__Fragmento__:
= = = =

Ripperdá y Diest, Juan Guillermo de. Duque de Ripperdá (I), barón de Ripperdá (VIII). Groninga (Holanda), 7.III.1680 – Tetuán (Marruecos), 5.XI.1737. Diplomático y ministro.
Nació en el seno de una antigua y noble familia católica de los Países Bajos que reivindicaba un origen castellano. Eran sus padres Ludolfo Leodegardo, VII barón de Ripperdá, oficial en el Ejército holandés, y María Isabel van Diest y de Yensema. Hasta los dieciocho años cursó estudios primero en Emmerich (ducado de Cleves), luego en el Colegio de jesuitas de Colonia. Con vistas a facilitar su carrera, se pasó al protestantismo, enlazando en 1704 con una calvinista, Alina (o Alida) Schellinguov, baronesa de Poelgest, una de las más ricas herederas de Holanda.

= = = =

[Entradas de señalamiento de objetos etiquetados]
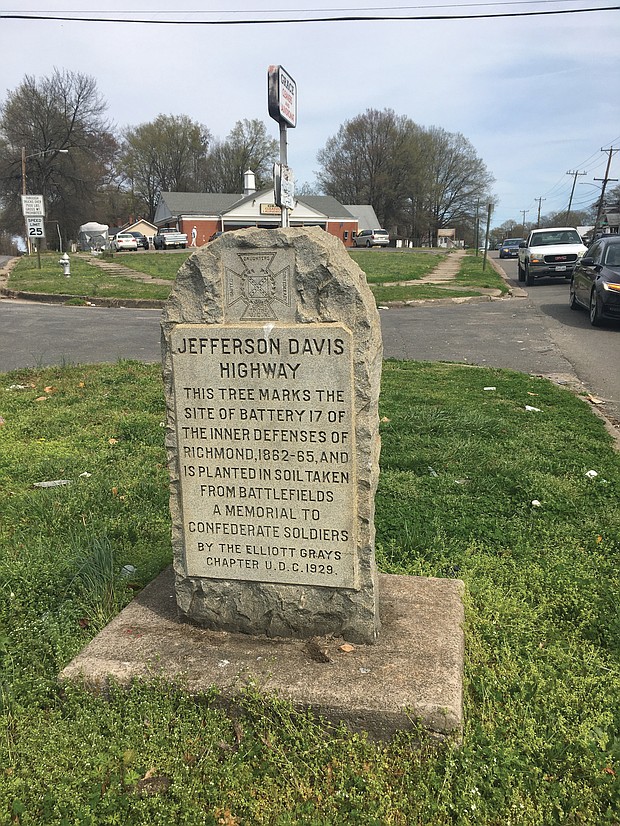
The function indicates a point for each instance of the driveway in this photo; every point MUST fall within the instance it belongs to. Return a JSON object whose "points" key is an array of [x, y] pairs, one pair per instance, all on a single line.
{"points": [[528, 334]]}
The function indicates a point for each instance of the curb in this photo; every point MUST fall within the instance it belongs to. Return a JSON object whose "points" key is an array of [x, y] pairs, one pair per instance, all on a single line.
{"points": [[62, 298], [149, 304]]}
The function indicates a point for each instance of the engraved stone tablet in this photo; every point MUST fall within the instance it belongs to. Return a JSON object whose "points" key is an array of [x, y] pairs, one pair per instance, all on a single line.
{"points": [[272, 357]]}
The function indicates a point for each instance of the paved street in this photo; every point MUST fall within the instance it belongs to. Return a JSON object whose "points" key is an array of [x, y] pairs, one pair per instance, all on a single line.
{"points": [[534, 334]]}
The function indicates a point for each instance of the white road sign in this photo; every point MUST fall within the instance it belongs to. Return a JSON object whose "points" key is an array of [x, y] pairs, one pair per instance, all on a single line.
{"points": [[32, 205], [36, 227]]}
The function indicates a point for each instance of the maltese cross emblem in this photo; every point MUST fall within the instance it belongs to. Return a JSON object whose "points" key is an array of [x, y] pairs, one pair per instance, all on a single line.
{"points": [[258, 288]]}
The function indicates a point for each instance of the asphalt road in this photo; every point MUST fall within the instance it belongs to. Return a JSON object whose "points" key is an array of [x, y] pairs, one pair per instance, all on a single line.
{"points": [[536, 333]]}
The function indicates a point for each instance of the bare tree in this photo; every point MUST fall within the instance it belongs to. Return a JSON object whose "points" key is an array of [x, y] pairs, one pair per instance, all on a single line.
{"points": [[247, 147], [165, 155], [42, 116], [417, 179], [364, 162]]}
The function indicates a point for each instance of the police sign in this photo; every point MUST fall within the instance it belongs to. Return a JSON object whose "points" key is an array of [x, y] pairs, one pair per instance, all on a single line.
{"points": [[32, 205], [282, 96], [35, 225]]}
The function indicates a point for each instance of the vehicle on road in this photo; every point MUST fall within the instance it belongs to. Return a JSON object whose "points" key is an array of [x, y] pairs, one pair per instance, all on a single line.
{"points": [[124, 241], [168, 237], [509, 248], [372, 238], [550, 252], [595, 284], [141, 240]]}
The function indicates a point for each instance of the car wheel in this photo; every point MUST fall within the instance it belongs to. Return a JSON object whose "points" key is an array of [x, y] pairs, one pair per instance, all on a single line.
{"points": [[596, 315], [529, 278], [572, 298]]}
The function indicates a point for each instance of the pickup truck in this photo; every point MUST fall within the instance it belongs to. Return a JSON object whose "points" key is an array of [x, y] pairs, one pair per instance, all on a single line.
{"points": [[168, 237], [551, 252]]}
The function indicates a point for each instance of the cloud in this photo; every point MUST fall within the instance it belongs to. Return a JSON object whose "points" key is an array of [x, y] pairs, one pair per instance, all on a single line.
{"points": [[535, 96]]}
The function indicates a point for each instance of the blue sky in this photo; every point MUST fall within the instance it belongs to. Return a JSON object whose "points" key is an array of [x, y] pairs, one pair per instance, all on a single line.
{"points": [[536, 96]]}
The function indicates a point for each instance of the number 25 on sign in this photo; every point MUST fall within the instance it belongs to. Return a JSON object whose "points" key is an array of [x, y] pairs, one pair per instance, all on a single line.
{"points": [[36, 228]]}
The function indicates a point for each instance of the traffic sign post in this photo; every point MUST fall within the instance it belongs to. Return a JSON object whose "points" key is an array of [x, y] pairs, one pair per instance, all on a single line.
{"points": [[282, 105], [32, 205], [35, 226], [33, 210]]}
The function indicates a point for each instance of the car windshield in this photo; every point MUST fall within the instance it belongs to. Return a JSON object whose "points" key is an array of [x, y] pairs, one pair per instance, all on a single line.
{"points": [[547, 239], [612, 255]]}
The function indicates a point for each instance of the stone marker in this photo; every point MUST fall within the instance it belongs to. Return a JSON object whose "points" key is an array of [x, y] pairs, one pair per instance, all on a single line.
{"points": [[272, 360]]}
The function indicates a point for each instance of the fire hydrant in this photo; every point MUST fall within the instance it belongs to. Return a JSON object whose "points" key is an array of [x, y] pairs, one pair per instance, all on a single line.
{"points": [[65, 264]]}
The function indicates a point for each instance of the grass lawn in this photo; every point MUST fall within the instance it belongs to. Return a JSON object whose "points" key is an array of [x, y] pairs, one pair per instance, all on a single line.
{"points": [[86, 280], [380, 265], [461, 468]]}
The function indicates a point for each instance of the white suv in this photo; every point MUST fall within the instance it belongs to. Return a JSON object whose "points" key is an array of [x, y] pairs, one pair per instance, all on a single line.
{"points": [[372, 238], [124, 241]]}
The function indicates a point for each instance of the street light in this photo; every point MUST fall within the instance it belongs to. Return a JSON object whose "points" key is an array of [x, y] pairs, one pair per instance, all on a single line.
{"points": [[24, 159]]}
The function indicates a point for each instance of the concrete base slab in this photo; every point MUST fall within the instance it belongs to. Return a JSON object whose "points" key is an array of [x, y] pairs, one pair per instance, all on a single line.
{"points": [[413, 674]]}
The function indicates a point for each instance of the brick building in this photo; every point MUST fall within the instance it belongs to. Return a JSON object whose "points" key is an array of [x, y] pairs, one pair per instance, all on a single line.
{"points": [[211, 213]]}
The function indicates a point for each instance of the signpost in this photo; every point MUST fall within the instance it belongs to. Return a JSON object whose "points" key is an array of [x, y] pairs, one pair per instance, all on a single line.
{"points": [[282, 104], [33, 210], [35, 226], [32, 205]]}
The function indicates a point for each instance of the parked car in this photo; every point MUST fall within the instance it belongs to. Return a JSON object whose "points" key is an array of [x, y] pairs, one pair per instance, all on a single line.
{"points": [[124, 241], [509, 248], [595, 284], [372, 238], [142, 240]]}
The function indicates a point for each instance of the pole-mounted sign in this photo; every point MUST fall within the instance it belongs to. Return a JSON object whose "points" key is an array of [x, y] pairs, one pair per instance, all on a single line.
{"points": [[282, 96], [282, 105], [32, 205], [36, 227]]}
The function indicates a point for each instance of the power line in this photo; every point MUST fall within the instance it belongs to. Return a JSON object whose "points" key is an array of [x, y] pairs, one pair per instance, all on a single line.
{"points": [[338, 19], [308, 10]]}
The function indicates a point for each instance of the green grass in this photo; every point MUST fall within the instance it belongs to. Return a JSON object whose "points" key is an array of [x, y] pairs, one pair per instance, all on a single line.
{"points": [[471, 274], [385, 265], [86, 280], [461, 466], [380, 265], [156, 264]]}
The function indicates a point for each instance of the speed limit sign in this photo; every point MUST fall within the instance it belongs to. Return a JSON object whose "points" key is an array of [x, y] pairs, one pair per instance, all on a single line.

= = = =

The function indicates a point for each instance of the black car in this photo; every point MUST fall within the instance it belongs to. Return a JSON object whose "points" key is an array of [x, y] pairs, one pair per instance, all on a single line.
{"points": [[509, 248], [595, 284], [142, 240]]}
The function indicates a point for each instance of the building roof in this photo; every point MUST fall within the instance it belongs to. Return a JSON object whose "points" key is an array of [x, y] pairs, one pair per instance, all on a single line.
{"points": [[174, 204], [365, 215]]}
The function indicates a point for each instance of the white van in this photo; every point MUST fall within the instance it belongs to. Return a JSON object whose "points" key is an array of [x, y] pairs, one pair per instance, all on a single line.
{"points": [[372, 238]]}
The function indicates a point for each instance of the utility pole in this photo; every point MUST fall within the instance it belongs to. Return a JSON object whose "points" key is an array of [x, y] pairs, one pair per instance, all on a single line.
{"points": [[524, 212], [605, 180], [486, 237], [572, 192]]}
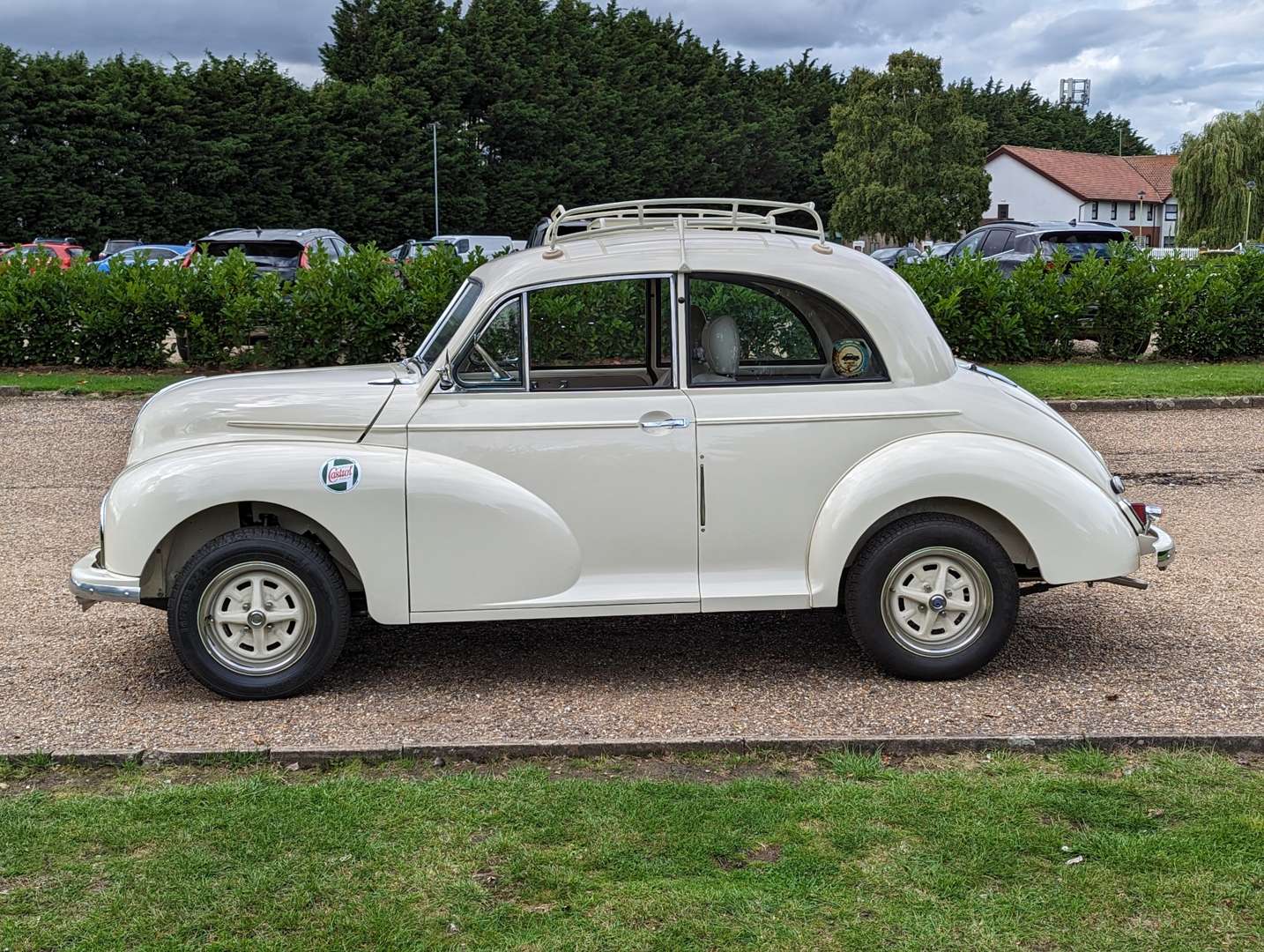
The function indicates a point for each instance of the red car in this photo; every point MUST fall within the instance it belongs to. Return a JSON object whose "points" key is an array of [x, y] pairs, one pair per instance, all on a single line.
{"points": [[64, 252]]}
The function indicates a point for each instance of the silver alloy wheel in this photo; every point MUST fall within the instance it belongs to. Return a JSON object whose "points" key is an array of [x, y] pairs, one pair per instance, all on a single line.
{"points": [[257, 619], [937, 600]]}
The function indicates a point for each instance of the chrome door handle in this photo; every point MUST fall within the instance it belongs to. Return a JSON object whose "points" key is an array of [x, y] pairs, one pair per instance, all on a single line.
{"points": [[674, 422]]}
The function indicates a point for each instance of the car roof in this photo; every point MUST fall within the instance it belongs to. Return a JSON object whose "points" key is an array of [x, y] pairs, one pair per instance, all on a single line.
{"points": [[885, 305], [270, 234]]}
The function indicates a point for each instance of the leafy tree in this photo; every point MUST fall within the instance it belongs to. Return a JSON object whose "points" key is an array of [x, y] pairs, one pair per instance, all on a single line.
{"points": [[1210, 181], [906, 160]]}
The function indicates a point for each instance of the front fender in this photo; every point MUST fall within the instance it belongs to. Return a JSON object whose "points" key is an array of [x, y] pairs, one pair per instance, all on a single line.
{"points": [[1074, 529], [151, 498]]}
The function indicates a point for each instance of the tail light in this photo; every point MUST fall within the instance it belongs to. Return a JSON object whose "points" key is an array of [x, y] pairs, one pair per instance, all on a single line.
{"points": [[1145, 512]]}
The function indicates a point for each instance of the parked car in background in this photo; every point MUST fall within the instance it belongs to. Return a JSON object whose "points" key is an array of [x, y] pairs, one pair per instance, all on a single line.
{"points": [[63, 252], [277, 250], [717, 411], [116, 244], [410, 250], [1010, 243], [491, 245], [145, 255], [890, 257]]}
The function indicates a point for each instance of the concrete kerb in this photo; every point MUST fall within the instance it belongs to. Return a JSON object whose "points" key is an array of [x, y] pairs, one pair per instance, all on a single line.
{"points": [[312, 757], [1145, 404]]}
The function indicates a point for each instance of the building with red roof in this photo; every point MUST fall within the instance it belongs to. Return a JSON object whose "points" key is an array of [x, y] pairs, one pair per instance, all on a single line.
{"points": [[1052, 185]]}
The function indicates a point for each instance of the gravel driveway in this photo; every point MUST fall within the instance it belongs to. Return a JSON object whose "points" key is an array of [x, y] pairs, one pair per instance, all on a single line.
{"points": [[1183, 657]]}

= = = =

__Tareas__:
A) Indica si cada una de estas afirmaciones concuerda con el texto sobre Ripperdá y responde sí o no, citando las palabras exactas del texto que lo deciden: (i) Ripperdá estudió en un colegio de jesuitas de Colonia; (ii) su padre fue oficial en el Ejército español; (iii) en 1704 se casó con una mujer católica.
B) Prosigue el texto sobre Ripperdá a partir de su última oración.

__Resultados del ejercicio__:
A)
(i) Sí: «luego en el Colegio de jesuitas de Colonia».
(ii) No: «oficial en el Ejército holandés».
(iii) No: «enlazando en 1704 con una calvinista».

B)
Ingresado en el Ejército, alcanzó el grado de coronel antes de ser juez hereditario de Humsterlandt y diputado en los Estados Generales por la provincia de Groninga. Nombrado por su gobierno enviado extraordinario en España, llegó a Madrid el 16 de julio de 1715, siendo ascendido a embajador el 30 de octubre siguiente. Allí frecuentó al cardenal Giudice y a Alberoni, tuvo trato con la Familia Real, especialmente la Reina, y se creó una buena red de relaciones. Se despidió el 15 de febrero de 1718 y abandonó Madrid el 3 de marzo para volver a Holanda donde su esposa había fallecido el año anterior.
Después de unas semanas de estancia en La Haya (14 de abril-1o de julio de 1718), regresó a España, acompañado por sus hijos, Luis (1706) y María Nicolasa.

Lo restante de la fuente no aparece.